WHAT YOU SHOULD DO
Could you write out the items again, starting with the line that contains "Target: autumn tree" and going on through the end of the items, swapping "thickest" for "widest" and leaving everything else unchanged?

Entries taken from a collection:
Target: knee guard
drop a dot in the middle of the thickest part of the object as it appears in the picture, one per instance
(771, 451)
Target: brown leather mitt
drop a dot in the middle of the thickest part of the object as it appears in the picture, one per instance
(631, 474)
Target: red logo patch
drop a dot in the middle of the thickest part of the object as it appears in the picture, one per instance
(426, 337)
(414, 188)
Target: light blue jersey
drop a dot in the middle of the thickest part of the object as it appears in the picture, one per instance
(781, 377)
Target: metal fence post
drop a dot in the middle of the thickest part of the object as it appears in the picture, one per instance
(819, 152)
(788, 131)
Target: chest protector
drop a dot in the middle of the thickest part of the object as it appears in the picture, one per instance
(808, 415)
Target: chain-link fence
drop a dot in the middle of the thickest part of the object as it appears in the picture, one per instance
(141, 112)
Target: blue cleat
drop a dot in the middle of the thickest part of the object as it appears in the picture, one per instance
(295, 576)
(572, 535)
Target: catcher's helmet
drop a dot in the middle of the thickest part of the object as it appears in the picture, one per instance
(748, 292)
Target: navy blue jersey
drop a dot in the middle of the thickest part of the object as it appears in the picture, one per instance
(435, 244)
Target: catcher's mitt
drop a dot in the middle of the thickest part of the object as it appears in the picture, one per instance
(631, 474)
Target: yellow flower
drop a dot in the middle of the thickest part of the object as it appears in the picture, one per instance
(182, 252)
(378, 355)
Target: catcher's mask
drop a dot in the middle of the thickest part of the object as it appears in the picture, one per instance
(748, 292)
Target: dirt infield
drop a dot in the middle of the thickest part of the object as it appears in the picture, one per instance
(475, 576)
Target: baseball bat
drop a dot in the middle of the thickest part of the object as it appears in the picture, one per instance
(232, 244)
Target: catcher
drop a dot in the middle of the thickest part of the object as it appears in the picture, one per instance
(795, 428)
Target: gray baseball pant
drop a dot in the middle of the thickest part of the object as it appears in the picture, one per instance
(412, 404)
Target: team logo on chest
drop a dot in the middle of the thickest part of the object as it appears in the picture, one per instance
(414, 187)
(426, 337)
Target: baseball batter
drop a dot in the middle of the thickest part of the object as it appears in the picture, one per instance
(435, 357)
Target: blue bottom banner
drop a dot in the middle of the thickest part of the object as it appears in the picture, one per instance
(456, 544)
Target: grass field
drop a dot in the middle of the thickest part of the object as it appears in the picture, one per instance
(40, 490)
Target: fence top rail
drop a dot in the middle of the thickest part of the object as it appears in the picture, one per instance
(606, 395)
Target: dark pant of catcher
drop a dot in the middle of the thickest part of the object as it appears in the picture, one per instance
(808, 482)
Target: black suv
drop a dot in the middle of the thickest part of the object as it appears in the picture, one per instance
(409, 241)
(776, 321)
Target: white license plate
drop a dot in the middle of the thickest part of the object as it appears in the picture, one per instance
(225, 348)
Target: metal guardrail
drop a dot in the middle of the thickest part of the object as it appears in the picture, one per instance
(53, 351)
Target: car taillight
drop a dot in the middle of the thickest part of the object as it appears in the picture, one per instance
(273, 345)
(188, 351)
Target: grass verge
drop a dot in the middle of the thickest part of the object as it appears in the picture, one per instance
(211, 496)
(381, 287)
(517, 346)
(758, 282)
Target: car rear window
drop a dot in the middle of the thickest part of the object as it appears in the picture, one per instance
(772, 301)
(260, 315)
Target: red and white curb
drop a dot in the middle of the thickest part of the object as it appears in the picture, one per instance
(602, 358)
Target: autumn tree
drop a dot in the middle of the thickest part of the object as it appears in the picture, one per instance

WRITTEN RESPONSE
Target: autumn tree
drop a dot in the middle of the widest part of the object as it appears in the picture, one per instance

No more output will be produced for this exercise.